**TEXTO DEL DOCUMENTO**

Fue en el año 609 de nuestra era –13 siglos después– cuando el papa Bonifacio IV, habiendo triunfado la Iglesia sobre las antiguas religiones romanas y habiéndose convertido en la religión oficial, sustituyó la Lemuria por la fiesta de Todos los Santos, que conocemos y celebramos hoy día.

El Día de Todos los Santos y Fieles Difuntos, que se celebran el 1 y 2 de noviembre de cada año, no fue inventado por la Iglesia Católica. Como tantas otras celebraciones, fue adoptado, y adaptado, de una tradición anterior. En este caso, de la Lemuria de la antigua Roma. Los rituales dedicados a los muertos durante tres días de mayo: el 9, el 11 y el 13.

Los romanos eran un pueblo muy supersticioso que creía que los días pares traían mala suerte. De ahí que las celebraciones tuvieran lugar en días impares, por lo que en esos días se cerraban los templos y se dejaban de celebrar bodas. A ver quién eran los valientes que se atrevían a casarse en días de tan malos augurios.

Durante esas tres jornadas los romanos por supuesto que visitaban los cementerios y llevaban ofrendas a sus seres desaparecidos, como hacemos hoy.

Pero había más.

Porque uno de los objetivos principales de estas fiestas era el de apaciguar a las almas de los llamados «lémures»; parientes que habían muerto antes de completar su ciclo vital. De forma inesperada.

Los romanos creían firmemente que, en esas fechas, los espectros de sus antepasados salían de sus tumbas e iban a visitar las casas en las que habían habitado estando en vida. Las casas de los vivos. Y porque habían muerto de esa forma, podían estar abrigando cierto resentimiento hacia los vivos.

Hacia ellos.

Con el fin de prevenir mal alguno, precisamente, los llamados «pater familias», los cabeza de la familia, realizaban un ritual nocturno ciertamente llamativo y curioso cada una de esas tres noches.

**PROBLEMA A**
Extrae de los registros cada línea en la que aparezca la cadena "star". Ten en cuenta la diferencia entre mayúsculas y minúsculas.

(Entradas de un conjunto de datos)

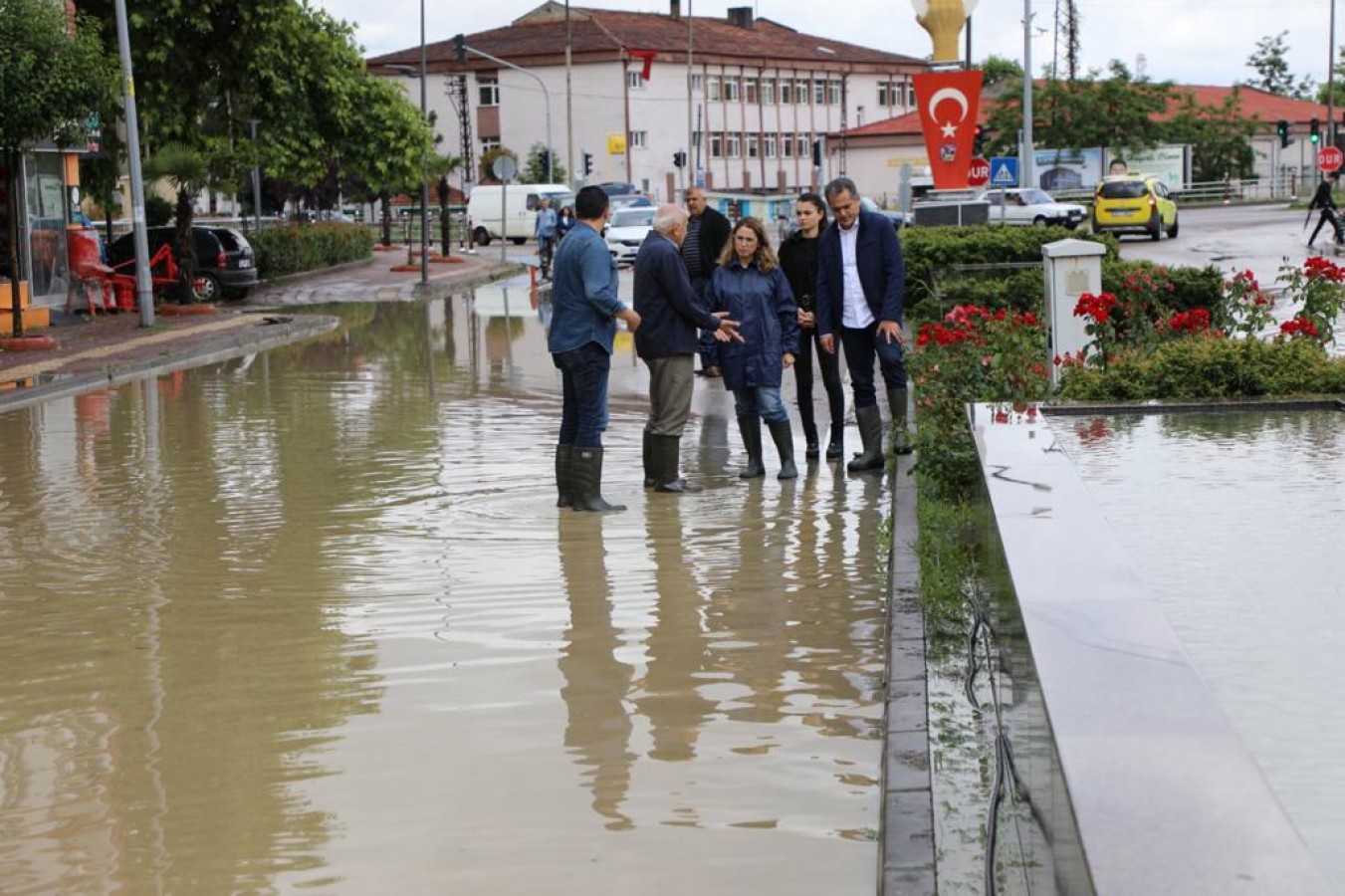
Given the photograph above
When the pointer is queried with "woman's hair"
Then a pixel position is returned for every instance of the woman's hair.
(765, 256)
(816, 202)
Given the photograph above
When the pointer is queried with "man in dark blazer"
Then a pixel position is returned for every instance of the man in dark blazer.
(706, 233)
(861, 283)
(670, 314)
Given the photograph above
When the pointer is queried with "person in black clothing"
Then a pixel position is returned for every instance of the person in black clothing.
(706, 234)
(666, 340)
(1326, 202)
(799, 260)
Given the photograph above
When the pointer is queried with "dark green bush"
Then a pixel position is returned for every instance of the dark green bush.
(1203, 367)
(159, 211)
(930, 255)
(295, 248)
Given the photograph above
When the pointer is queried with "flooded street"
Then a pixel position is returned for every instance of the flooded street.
(310, 620)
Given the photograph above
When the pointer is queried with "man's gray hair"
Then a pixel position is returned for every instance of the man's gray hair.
(838, 186)
(669, 217)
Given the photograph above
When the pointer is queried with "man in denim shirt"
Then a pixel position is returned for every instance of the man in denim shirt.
(584, 313)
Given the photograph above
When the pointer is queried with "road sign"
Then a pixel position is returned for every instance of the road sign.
(978, 172)
(1004, 171)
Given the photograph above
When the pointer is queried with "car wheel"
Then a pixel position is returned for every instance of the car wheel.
(206, 287)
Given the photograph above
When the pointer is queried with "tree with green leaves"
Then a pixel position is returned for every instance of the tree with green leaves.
(1272, 73)
(52, 77)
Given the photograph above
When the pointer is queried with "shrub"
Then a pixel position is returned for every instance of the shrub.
(295, 248)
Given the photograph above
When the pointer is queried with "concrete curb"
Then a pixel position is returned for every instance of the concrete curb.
(221, 347)
(905, 827)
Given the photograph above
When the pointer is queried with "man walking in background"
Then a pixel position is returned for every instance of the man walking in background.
(670, 315)
(584, 313)
(706, 233)
(861, 280)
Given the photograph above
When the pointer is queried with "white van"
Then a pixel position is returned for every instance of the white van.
(494, 215)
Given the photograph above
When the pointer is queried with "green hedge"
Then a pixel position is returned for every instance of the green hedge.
(930, 255)
(295, 248)
(1203, 367)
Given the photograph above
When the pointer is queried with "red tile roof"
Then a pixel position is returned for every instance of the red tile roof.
(602, 33)
(1256, 106)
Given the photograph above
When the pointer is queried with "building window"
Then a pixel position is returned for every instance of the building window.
(489, 92)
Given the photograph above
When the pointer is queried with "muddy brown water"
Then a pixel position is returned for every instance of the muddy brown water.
(310, 620)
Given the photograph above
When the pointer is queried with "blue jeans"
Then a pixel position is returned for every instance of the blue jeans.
(861, 345)
(760, 401)
(584, 373)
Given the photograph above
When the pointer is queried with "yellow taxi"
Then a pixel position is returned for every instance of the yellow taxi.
(1134, 203)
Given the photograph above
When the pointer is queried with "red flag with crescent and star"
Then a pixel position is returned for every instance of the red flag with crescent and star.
(950, 103)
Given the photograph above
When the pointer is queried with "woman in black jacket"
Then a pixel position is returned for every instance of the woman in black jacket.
(799, 261)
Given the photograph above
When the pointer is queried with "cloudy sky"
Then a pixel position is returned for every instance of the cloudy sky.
(1184, 41)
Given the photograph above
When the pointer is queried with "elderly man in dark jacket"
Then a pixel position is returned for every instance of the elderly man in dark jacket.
(861, 282)
(666, 340)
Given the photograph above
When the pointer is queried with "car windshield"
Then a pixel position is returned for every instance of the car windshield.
(632, 218)
(1122, 190)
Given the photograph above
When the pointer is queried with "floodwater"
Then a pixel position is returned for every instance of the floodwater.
(1233, 520)
(310, 620)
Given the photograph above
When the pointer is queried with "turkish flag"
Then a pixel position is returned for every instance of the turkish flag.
(950, 103)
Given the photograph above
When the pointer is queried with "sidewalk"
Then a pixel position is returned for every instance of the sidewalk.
(111, 347)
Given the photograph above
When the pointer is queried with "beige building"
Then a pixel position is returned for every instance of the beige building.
(747, 111)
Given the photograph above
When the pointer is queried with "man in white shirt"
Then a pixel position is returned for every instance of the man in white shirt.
(861, 280)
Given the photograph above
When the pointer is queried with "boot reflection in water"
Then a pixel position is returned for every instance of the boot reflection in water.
(597, 727)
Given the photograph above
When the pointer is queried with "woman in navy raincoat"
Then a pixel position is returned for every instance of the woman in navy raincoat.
(752, 288)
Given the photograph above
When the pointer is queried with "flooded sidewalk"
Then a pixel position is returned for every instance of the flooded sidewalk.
(311, 620)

**PROBLEMA B**
Reescribe en forma de lista breve el párrafo del texto sobre la Lemuria que empieza con «Los romanos eran un pueblo muy supersticioso», conservando sus datos principales.

**RESULTADO DEL EJERCICIO A**
When the pointer is queried with "red flag with crescent and star"
Then a pixel position is returned for every instance of the red flag with crescent and star.

**RESULTADO DEL EJERCICIO B**
- Los romanos eran muy supersticiosos y creían que los días pares traían mala suerte.
- Por ese motivo, las celebraciones se hacían en días impares.
- En esos días se cerraban los templos y no se celebraban bodas, pues se consideraban días de malos augurios.